---- RECORDS SHOWN

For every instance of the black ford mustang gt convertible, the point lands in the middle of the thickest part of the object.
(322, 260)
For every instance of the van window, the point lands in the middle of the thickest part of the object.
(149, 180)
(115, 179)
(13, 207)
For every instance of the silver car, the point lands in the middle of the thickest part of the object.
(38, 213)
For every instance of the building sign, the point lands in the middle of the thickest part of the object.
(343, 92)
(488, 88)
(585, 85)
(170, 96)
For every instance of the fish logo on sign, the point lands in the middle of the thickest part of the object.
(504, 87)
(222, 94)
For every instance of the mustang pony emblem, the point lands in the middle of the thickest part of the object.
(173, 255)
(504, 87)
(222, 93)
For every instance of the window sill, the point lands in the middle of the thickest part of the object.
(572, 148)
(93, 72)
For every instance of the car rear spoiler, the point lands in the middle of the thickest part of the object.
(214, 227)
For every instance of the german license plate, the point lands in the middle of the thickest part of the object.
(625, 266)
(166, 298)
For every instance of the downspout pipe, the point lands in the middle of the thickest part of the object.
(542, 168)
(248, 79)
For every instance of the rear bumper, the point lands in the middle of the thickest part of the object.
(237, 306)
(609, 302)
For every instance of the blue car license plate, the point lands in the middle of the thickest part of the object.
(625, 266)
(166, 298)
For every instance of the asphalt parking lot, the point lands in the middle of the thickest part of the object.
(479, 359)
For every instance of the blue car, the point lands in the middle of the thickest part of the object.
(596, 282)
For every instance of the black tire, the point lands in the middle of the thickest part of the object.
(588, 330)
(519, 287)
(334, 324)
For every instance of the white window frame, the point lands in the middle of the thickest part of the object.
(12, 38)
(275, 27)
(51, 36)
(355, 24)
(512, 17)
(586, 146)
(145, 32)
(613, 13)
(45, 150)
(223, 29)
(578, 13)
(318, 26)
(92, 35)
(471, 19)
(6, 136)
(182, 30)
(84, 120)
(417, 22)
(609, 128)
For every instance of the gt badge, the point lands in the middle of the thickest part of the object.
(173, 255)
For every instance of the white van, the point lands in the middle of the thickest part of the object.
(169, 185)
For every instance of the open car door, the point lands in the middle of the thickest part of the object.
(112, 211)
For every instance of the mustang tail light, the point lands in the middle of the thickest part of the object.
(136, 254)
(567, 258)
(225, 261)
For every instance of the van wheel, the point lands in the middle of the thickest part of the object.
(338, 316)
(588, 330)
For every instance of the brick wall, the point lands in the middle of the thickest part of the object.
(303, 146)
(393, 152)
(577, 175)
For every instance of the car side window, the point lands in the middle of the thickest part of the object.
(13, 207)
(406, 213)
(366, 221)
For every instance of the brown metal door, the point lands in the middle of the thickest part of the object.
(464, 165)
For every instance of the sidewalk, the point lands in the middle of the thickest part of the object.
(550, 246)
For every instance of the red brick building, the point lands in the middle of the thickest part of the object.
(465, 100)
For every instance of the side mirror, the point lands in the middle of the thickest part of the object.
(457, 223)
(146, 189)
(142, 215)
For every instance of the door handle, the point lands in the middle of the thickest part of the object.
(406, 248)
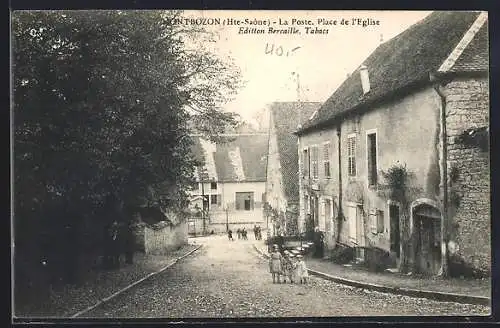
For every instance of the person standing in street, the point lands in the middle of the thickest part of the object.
(287, 267)
(302, 273)
(275, 267)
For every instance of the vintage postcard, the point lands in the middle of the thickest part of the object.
(189, 165)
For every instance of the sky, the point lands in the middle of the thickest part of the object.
(322, 61)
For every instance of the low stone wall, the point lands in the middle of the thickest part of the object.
(161, 240)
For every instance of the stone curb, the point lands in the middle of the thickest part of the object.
(104, 300)
(438, 296)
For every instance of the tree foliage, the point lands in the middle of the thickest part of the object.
(101, 101)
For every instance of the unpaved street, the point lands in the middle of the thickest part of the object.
(229, 279)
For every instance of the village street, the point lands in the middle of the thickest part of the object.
(229, 279)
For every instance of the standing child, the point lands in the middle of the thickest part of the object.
(275, 266)
(302, 270)
(288, 269)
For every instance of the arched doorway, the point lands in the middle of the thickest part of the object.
(427, 229)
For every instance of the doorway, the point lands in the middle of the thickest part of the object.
(395, 233)
(427, 225)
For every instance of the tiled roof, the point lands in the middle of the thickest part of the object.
(475, 57)
(286, 117)
(245, 156)
(403, 61)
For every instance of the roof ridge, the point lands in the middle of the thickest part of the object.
(463, 43)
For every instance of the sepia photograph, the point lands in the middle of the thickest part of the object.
(249, 164)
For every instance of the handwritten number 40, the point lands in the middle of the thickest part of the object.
(278, 51)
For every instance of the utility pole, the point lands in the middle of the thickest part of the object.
(203, 206)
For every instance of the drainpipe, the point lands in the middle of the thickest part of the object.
(444, 176)
(340, 217)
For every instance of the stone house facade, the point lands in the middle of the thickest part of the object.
(383, 162)
(282, 190)
(231, 180)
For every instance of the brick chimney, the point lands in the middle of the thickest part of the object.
(365, 80)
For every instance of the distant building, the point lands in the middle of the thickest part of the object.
(282, 187)
(420, 100)
(231, 181)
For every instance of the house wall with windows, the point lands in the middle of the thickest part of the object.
(231, 180)
(240, 206)
(316, 186)
(403, 131)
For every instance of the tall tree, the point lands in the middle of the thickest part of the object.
(101, 101)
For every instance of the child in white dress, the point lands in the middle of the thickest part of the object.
(301, 270)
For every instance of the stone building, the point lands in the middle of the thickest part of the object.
(231, 182)
(282, 188)
(397, 157)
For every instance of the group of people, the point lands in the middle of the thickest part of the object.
(288, 265)
(257, 232)
(243, 234)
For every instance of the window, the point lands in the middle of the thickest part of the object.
(377, 221)
(326, 160)
(351, 155)
(326, 215)
(305, 163)
(244, 201)
(371, 155)
(314, 162)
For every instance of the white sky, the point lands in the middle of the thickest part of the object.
(323, 61)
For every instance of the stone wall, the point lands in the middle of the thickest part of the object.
(161, 240)
(469, 172)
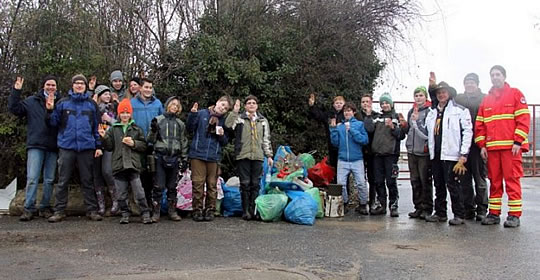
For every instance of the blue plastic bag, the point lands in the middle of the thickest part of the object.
(302, 209)
(232, 201)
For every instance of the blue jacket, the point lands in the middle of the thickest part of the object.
(76, 117)
(349, 143)
(205, 145)
(144, 112)
(39, 135)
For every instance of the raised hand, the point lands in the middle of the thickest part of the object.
(311, 99)
(18, 83)
(195, 107)
(236, 107)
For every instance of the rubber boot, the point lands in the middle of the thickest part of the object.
(173, 215)
(245, 205)
(100, 200)
(156, 211)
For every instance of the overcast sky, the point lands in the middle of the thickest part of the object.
(456, 37)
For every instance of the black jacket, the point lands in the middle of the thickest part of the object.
(39, 134)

--------

:: YOUR TASK ::
Copy out all of the material exactly as written, without its pictures.

:: THE REPLY ::
For every instance of the black ford mustang gt convertible, the point lands in the middle of the thickest part of the object.
(322, 260)
For every instance of the van window, the point lands in the middle of the thickest part of the object.
(149, 180)
(115, 179)
(13, 207)
For every instance of the silver car, the point lands in the middle of the thickest part of the object.
(38, 213)
For every instance of the building sign, the point lands in the middle of the thickest part of the object.
(343, 92)
(488, 88)
(585, 85)
(170, 96)
For every instance of the fish logo on sign, the point lands in the middle of the thickest part of the object.
(504, 87)
(222, 94)
For every instance of the mustang pony emblem, the point lands in the middle of the thickest part of the object.
(173, 255)
(504, 87)
(222, 93)
For every instance of the window sill, the point lands in the middle of the thickest part of the object.
(572, 148)
(93, 72)
For every instance of the car rear spoiler, the point lands in the middle of the thickest part of the object.
(214, 227)
For every instance of the german license plate, the point lands in the middle of the thickest part of the object.
(625, 266)
(166, 298)
For every instance of the downspout pipe, the point lands in the middle of the thickest part of the object.
(542, 168)
(248, 79)
For every instance of the rear bumper, the point lands in the middle of the thickest part of the object.
(237, 306)
(609, 302)
For every instance of the blue car license plate, the point lands in the middle of the thickest part of the object.
(625, 266)
(166, 298)
For every instance of the asphalt parking lot, the point lands in the middle of the thickest part of the object.
(479, 359)
For every instance of the blue car, the point lands in the middle of the thickest part of the object.
(596, 282)
For every instance of the black tire, the point lands in the middle of the thickest part of the object.
(588, 330)
(519, 287)
(334, 324)
For every instance of the white window frame, the point lands in the middle of the thickest part of the object.
(12, 38)
(275, 27)
(51, 36)
(355, 24)
(512, 17)
(586, 146)
(145, 32)
(613, 13)
(45, 150)
(223, 29)
(578, 13)
(318, 26)
(92, 35)
(471, 19)
(6, 136)
(182, 30)
(84, 120)
(417, 22)
(609, 128)
For every instance of the gt badge, the point lands in the middle of the thickest part of the object.
(173, 255)
For every instance of the white van, the point lands in the middle of the thickest part of the object.
(169, 185)
For every instance of the open car door, the point lands in the middle of the thickest part of the object.
(112, 211)
For every instance of the mustang tail light, the point lands in the middle of the thickest part of the object.
(136, 254)
(567, 258)
(225, 261)
For every instance of the van wheel, the point lands in the middle of the thickest part of the object.
(338, 316)
(588, 330)
For every instance of the brick wall, the point lands in the middle of the thickest part of the object.
(303, 146)
(393, 152)
(577, 175)
For every instance of the car side window, the point lands in the middle of the thickest part of the object.
(13, 207)
(406, 213)
(366, 221)
For every instance of the brown metal door, the point lands in the middle of the thickest part of the object.
(464, 165)
For every instance of the sidewalk, the point lands in the middle of the thickest part of the object.
(550, 246)
For every instance of the red brick building, the point lands in the middle of the thickest part of the object.
(465, 100)
For every instance of the side mirror, the point lands in the middle of the thickest part of the object.
(457, 223)
(146, 189)
(142, 215)
For every instance of the door handle, the point lands in the middle of the thickest part of the object.
(406, 248)
For every instance of the person standing in street, the point lands in the middle of the thickest part of the object.
(287, 267)
(302, 273)
(275, 267)
For every instance of the vintage postcard, the point lands in the middle of the thickest part of the object.
(189, 165)
For every instance of the sky, the point lands in the middle of the thickest part of the object.
(322, 61)
For every instance of the low stone wall, the point lands in the middle of the thickest part of the object.
(161, 240)
For every instance of the stone curb, the point lands in the middle of the thickest part of the object.
(104, 300)
(438, 296)
For every instance of the tree foliage, the point lands in the middle of the thickest part of the object.
(101, 101)
For every instance of the unpaved street, the point lands in the middle of the thickest part of the object.
(229, 279)
For every instance of the village street, the point lands in the middle of the thickest part of the object.
(229, 279)
For every instance of the standing child, the point lands in the middle of the thickest part of the object.
(275, 266)
(302, 270)
(288, 269)
For every instance of the arched doorway, the point lands in the middle of the thickest part of the object.
(427, 229)
For every instance of the doorway, the point lands in the middle of the thickest part of the object.
(395, 233)
(427, 225)
For every instance of the tiled roof, the point lands in the middle of the thickest part of the object.
(475, 57)
(286, 117)
(245, 156)
(403, 61)
For every instance of the roof ridge, the point lands in the middle of the thickest part of the object.
(463, 43)
For every instance of the sepia photograph, the point lands in the middle of the thickest part of the object.
(249, 164)
For every instance of the handwritten number 40, the point lands in the middle of the thickest part of the object.
(278, 51)
For every instance of the utility pole, the point lands in the middle of the thickest part of the object.
(203, 206)
For every instance of the drainpipe, the point lands in the middle of the thickest part of the object.
(444, 176)
(340, 217)
For every instance of the stone house facade, the point lands in the middle of the thickest part of the object.
(383, 162)
(282, 190)
(231, 180)
For every instance of the brick chimney, the point lands in the middle of the thickest part of the object.
(365, 80)
For every instance of the distant building, the point lands in the middle of the thickest part of the object.
(282, 187)
(420, 100)
(231, 181)
For every instance of the house wall with windows, the point lands in the middle of the thickest part of the object.
(231, 180)
(240, 206)
(316, 186)
(403, 131)
For every instance of the tall tree, the point lands in the middle of the thickest part of the object.
(101, 101)
For every instance of the child in white dress, the point lands in the middle of the thickest part of the object.
(301, 270)
For every instance of the stone building, the point lands in the middle of the thickest part of the object.
(231, 182)
(282, 188)
(397, 157)
For every instance of the group of people, the point lands in the middle of the thickest part of the object.
(288, 265)
(257, 232)
(243, 234)
For every instance of the window, the point lands in the middle of the thickest part of the object.
(377, 221)
(326, 160)
(351, 155)
(326, 215)
(305, 163)
(244, 201)
(371, 155)
(314, 162)
For every instance of the white sky, the point lands in the middle of the thickest part of the object.
(323, 61)
For every instance of the stone wall, the point lands in the middle of the thickest part of the object.
(161, 240)
(469, 172)
For every instance of the blue plastic bag, the point lands in the middle of the thickest part of the object.
(302, 209)
(232, 201)
For every instance of the blue jacket, the point lands in the middle of the thickest part of the object.
(76, 117)
(349, 143)
(205, 145)
(144, 112)
(39, 135)
For every instance of the raised hand, the point lands in the middle of the thickest part of the object.
(311, 99)
(18, 83)
(195, 107)
(236, 107)
For every instance of the rubber boot, the point lands in the middle of the thickest part of the object.
(173, 215)
(245, 205)
(100, 200)
(156, 211)
For every instance of the overcast sky, the point lands in the middle of the thickest part of the object.
(456, 37)
For every instance of the black jacket, the point lands in the middle of the thickest part of the object.
(39, 134)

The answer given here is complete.